→ **Aufgaben**:
**1)** Tausche im Artikel über Scorsese und James Martin das Wort „Porträts“ gegen „Bildnisse“ aus und gib dabei den Abschnitt wieder, der bei den Worten „Jesuit James Martin / © Francesco Pistilli ( KNA“ beginnt und nach „New York feierte.“ endet.
**2)** Mit welchem Film löste Scorsese laut dem Artikel über James Martin 1983 Proteststürme unter Gläubigen aus?
**3)** Schreibe den Artikel über Scorseses Film zu James Martin im Anschluss an seinen letzten Satz weiter.

=== Textauszug ===

Starregisseur Scorsese macht US-Jesuit Martin zum Vorbild

Respekt vom Papst

Mit der Verfilmung des Buchs "Building a Bridge" macht Starregisseur Martin Scorsese den Autor James Martin zu einem Vorbild. Der Jesuit sieht sich als Brückenbauer, erfährt aber bei konservativen US-Bischöfen Ablehnung.

Autor/in:
Thomas Spang
Jesuit James Martin / © Francesco Pistilli (KNA)
Jesuit James Martin / © Francesco Pistilli ( KNA )

Die Kamera schwenkt über Fotos mit Köpfen; aus dem Off spricht James Martin: Es sind die Porträts von Opfern der mit 49 Toten größten Schießattacke gegen Schwule, Lesben und Transgender in der US-Geschichte. Er sei schockiert gewesen über "die Distanziertheit der katholischen Kirche" nach dem Anschlag auf den "Pulse"-Nachtclub in Orlando 2016, erinnert sich der Jesuit Martin in dem Film "Building a Bridge" von Regisseur Martin Scorsese, der Mitte Juni Premiere beim "Tribeca Film Festival" in New York feierte.

"Building a Bridge"

Gerade mal eine Handvoll Bischöfe hätten überhaupt reagiert, sagt Martin, der 2017 einen Bestseller mit demselben Titel veröffentlichte. Diese "laue Reaktion" habe ihm zu denken gegeben. Für den Chefredakteur der Jesuiten-Zeitschrift "America" ist der "Pulse"-Anschlag ein Schlüsselerlebnis. "Diese Menschen sind selbst im Tod für die Kirche unsichtbar."

Die Scorsese-Doku verleiht dem Thema "Kirche und LGBTQs" zusätzliche Beachtung. Die Ikone des zeitgenössischen US-Films erfuhr von dem Projekt der jungen Regisseure Evan Mascagni und Shannon Post und erklärte sich bereit zu helfen. Für Scorsese ist das Verhältnis zur Kirche selbst ein Lebensthema. Der Katholik, der einst Priester werden wollte, löste 1983 mit dem Film "Die letzte Versuchung Christi" Proteststürme unter Gläubigen aus.

=== Angezeigte Einträge ===

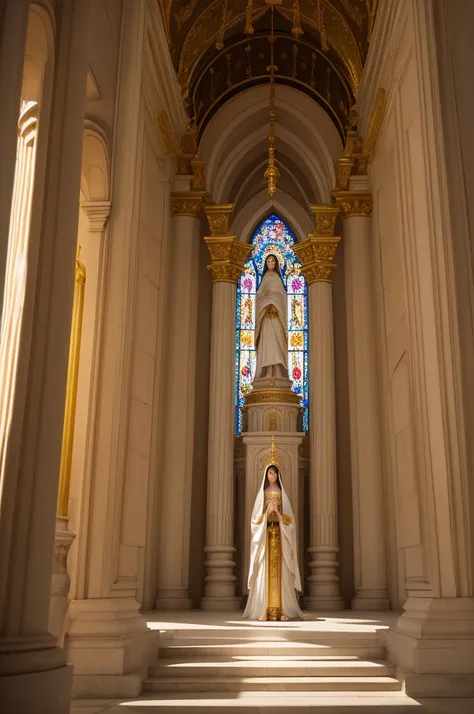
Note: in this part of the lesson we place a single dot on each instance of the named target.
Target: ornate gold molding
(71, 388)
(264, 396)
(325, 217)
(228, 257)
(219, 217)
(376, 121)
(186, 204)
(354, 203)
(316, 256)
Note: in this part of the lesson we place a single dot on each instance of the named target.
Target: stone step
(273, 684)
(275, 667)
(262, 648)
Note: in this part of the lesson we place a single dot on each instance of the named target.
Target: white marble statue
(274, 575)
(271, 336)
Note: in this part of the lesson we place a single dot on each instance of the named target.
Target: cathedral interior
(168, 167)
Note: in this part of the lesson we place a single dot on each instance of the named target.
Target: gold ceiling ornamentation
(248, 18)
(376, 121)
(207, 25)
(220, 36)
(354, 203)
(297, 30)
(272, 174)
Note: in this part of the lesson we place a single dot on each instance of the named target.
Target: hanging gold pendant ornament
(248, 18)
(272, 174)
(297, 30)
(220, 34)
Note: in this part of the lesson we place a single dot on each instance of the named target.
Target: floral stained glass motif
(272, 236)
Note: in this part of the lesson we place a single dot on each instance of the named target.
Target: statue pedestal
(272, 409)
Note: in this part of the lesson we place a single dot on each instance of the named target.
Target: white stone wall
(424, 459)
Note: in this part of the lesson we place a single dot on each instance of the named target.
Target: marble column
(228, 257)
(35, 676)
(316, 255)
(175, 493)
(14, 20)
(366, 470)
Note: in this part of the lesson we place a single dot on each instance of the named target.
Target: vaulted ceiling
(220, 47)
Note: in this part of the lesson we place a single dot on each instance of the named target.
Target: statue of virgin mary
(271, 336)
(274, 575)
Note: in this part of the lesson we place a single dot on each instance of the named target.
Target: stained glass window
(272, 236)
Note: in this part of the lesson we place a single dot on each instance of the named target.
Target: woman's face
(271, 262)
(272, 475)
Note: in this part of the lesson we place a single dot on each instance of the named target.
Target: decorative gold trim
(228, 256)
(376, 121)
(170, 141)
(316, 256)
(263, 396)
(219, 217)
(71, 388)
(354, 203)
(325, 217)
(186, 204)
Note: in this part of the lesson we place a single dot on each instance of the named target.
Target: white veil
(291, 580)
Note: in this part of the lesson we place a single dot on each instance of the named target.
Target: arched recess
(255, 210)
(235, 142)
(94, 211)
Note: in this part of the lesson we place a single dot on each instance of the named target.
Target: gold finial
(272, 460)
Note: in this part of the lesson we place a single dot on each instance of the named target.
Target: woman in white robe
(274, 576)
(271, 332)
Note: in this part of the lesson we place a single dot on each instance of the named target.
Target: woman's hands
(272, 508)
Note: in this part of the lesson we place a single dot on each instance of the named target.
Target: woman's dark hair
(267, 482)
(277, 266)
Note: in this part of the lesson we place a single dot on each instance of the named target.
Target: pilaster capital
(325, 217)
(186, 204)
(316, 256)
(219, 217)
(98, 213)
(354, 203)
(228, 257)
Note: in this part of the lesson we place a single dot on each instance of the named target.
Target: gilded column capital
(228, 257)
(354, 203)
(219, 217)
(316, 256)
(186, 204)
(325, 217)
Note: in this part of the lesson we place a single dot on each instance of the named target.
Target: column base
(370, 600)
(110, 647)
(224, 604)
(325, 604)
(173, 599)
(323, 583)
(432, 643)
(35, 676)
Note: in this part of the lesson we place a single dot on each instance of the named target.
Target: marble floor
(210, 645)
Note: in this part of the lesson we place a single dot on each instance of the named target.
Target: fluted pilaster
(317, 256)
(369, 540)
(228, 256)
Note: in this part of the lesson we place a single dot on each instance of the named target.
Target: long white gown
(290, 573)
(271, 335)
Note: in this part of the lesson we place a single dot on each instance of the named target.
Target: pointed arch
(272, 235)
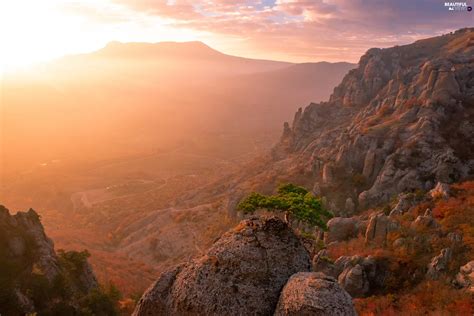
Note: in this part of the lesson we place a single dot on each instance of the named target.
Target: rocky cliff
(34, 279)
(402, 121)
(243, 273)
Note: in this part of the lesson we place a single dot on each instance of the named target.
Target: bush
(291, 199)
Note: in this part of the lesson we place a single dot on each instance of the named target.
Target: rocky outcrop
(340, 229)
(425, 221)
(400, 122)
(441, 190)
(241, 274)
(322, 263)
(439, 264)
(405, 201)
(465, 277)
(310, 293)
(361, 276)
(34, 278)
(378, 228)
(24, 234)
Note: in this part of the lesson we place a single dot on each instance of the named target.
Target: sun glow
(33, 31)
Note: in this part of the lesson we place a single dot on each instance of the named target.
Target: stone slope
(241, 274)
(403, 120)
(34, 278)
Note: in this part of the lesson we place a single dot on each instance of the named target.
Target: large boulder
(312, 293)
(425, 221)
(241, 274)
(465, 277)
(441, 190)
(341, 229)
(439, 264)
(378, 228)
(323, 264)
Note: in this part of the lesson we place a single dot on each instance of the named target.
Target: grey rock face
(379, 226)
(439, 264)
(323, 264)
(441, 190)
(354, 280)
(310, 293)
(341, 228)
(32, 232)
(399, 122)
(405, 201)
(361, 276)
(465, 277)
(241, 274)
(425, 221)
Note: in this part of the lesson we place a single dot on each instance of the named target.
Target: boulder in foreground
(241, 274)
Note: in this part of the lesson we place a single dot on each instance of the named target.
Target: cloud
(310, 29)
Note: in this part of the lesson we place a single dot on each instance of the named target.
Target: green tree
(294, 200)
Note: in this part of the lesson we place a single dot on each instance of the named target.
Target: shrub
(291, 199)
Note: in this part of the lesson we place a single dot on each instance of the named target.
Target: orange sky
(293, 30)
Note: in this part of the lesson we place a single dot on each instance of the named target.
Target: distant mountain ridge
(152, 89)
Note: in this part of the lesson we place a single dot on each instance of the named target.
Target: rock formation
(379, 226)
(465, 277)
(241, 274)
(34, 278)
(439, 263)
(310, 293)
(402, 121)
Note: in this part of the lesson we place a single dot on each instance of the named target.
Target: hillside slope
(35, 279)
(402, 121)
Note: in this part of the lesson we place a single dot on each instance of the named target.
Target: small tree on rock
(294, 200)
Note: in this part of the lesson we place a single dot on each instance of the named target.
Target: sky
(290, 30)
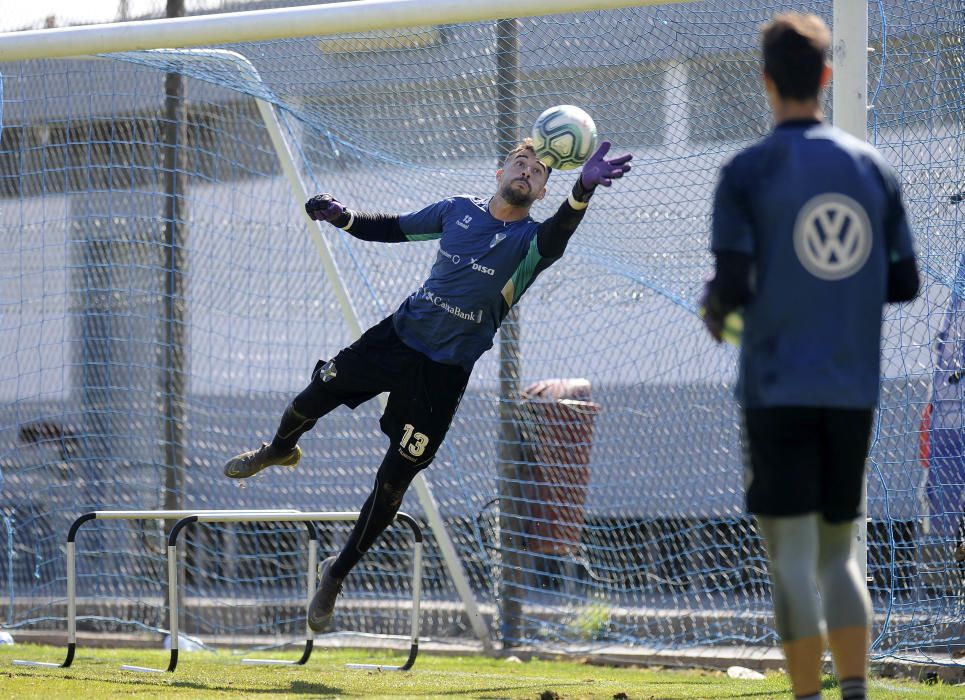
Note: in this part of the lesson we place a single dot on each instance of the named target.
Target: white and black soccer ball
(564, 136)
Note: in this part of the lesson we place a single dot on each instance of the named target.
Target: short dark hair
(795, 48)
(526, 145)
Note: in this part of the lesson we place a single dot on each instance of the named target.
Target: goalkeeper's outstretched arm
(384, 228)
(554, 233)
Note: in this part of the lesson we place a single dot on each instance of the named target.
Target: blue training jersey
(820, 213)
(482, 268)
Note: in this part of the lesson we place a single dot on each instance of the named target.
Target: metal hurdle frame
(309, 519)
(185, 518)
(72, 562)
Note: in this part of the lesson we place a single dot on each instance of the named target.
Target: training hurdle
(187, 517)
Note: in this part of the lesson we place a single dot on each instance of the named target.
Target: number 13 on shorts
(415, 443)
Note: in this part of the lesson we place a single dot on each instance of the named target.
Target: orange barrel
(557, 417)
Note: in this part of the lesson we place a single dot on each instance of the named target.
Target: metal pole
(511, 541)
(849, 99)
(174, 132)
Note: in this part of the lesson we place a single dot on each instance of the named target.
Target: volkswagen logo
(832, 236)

===
=== Angezeigte Einträge ===

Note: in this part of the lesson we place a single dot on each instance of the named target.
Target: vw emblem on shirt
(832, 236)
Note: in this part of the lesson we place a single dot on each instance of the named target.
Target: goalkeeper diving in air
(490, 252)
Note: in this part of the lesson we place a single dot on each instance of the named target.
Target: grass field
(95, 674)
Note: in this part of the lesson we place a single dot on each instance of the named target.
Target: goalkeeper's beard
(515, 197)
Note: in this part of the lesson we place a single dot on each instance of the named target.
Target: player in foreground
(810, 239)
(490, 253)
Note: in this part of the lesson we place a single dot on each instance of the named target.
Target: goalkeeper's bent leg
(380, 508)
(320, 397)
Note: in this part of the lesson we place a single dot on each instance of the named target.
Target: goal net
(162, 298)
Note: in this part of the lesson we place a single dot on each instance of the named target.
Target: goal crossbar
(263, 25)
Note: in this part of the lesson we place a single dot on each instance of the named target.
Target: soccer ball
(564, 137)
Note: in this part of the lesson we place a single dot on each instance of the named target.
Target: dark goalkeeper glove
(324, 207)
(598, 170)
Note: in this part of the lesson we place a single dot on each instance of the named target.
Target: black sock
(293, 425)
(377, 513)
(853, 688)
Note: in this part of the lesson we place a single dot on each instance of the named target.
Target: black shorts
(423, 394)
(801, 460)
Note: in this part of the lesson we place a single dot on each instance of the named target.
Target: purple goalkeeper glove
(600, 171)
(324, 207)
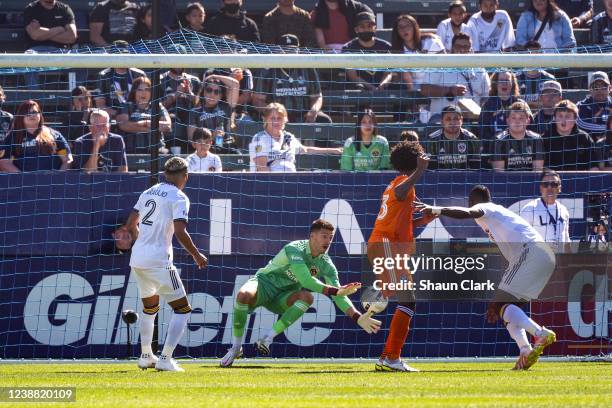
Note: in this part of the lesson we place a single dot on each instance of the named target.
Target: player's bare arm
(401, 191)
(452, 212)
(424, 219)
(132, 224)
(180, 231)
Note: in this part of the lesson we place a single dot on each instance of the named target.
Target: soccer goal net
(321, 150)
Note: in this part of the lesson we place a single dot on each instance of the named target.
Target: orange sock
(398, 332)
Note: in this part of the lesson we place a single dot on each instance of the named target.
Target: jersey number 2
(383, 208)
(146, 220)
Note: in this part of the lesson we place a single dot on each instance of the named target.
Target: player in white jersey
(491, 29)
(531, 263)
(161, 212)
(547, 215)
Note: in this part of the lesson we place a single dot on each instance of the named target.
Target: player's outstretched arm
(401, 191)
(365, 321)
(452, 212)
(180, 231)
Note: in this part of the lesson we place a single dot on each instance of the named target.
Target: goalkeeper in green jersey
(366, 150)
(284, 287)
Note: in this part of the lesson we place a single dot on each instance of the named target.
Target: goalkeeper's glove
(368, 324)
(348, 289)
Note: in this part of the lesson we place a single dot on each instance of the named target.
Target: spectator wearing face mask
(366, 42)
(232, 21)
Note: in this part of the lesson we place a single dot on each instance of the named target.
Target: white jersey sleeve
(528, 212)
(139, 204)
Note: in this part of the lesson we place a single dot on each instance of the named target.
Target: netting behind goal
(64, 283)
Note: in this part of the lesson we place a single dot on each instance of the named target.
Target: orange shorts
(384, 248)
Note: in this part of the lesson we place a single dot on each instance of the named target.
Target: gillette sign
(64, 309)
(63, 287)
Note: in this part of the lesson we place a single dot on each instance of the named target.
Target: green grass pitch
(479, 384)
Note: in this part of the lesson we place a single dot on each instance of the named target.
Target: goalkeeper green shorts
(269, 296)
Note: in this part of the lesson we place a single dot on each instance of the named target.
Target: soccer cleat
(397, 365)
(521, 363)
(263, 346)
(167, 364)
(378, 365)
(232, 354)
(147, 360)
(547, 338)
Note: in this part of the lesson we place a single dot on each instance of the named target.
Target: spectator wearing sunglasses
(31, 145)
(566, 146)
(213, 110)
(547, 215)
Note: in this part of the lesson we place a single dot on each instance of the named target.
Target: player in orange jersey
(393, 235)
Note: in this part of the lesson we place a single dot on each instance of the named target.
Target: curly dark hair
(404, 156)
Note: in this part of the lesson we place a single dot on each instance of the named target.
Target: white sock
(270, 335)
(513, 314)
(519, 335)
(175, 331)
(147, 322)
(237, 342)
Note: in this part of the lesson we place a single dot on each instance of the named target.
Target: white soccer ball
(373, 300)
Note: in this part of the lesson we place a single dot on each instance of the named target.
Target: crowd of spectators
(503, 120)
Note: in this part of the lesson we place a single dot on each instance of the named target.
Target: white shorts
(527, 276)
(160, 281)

===
=== Angezeigte Einträge ===

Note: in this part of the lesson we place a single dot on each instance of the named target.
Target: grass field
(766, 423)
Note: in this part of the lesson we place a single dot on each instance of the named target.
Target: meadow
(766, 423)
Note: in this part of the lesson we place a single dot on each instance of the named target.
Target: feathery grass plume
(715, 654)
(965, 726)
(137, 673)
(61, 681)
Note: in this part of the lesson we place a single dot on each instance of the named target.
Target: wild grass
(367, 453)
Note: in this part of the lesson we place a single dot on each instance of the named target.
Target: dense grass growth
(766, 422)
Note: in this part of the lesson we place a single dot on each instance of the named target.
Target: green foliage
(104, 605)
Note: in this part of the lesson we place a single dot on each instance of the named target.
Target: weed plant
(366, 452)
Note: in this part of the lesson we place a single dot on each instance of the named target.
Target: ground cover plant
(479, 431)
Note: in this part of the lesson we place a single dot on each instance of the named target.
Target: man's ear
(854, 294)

===

→ **Lösungen**:
**1)**
Jesuit James Martin / © Francesco Pistilli ( KNA )

Die Kamera schwenkt über Fotos mit Köpfen; aus dem Off spricht James Martin: Es sind die Bildnisse von Opfern der mit 49 Toten größten Schießattacke gegen Schwule, Lesben und Transgender in der US-Geschichte. Er sei schockiert gewesen über "die Distanziertheit der katholischen Kirche" nach dem Anschlag auf den "Pulse"-Nachtclub in Orlando 2016, erinnert sich der Jesuit Martin in dem Film "Building a Bridge" von Regisseur Martin Scorsese, der Mitte Juni Premiere beim "Tribeca Film Festival" in New York feierte.

**2)** Mit dem Film „Die letzte Versuchung Christi“.

**3)**
Auch mit "Building a Bridge" provoziert der Regisseur die mehrheitlich konservative US-Kirche. Der Tenor entspricht nicht der offiziellen Lehre, die gepredigt wird und womöglich der Grund für die von Martin beklagte Indifferenz der Bischöfe nach dem "Pulse"-Massaker ist.

Kirche und LGBTQs

In dem Film wird der 60-jährige Priester als jemand vorgestellt, der Respekt für Menschen zeigt, die sich als "queer" bezeichnen. Er kennt aus vielen persönlichen Begegnungen die oft verzweifelte Lebensrealität der Angehörigen sexueller Minderheiten. Er sieht die Aufgabe der Kirche darin, den Betroffenen die Hand zu reichen. "Wie Jesus es von uns verlangt, mit Liebe und Barmherzigkeit."

In der zweiten Auflage seines Buches revidierte er seine These, dass beide - LGBTQs und die Kirche - aufeinander zugehen sollten. Das war von vielen Schwulen und Lesben kritisiert worden. Jetzt zeigt sich der Jesuit überzeugt, dass die Kirche eine größere Strecke auf dem Weg zur Annäherung zurücklegen muss. Denn sie habe Anteil daran, dass LGBTQs an den Rand gedrückt werden.

Respektiert von Papst Franziskus

Bestärkt fühlt er sich durch den Respekt, den ihm Papst Franziskus für seine Arbeit entgegenbringt, gerade erst wieder zur Filmpremiere. Der Papst dankte Martin in einer persönlichen, handgeschriebenen Botschaft für sein Engagement. Dazu gehört auch ein Webinar, das sich an die Minderheit richtete und an dem mehr als 1.000 Menschen teilnahmen.

Ohne die katholische LGBTQ-Gemeinschaft namentlich zu erwähnen, lobt Franziskus den unter US-Bischöfen umstrittenen Jesuiten für seinen "pastoralen Eifer". "Sie sind ein Priester für alle. Ich bete für Sie, dass Sie diesen Weg fortsetzen."

Berater im Vatikan

Bereits 2017 hatte ihn Franziskus wegen seines Einsatzes für LGBTQ-Katholiken zum Berater im Vatikan berufen. Auch einige US-Bischöfe zeigen sich offen für sein Ziel, die Kirche stärker für Schwule und Lesben zu öffnen. Zu diesen Befürwortern gehört etwa der Bischof von Lexington in Kentucky, John Stowe. Dagegen hält der texanische Bischof Joseph E. Strickland die Seelsorger in seiner Diözese dazu an, Angehörige sexueller Minderheiten, die nicht keusch leben, als Sünder zu behandeln.

Ohne Namen zu nennen, geht Martin mit seinen Kritikern ins Gericht. Einige seien schlicht "homophob und einfach nur gemein". Mit Theologie habe das wenig zu tun. "Es ist wie Mobbing auf dem Schulhof." Die Sprache in der Kirche in Bezug auf transsexuelle Menschen sei wirklich "schrecklich."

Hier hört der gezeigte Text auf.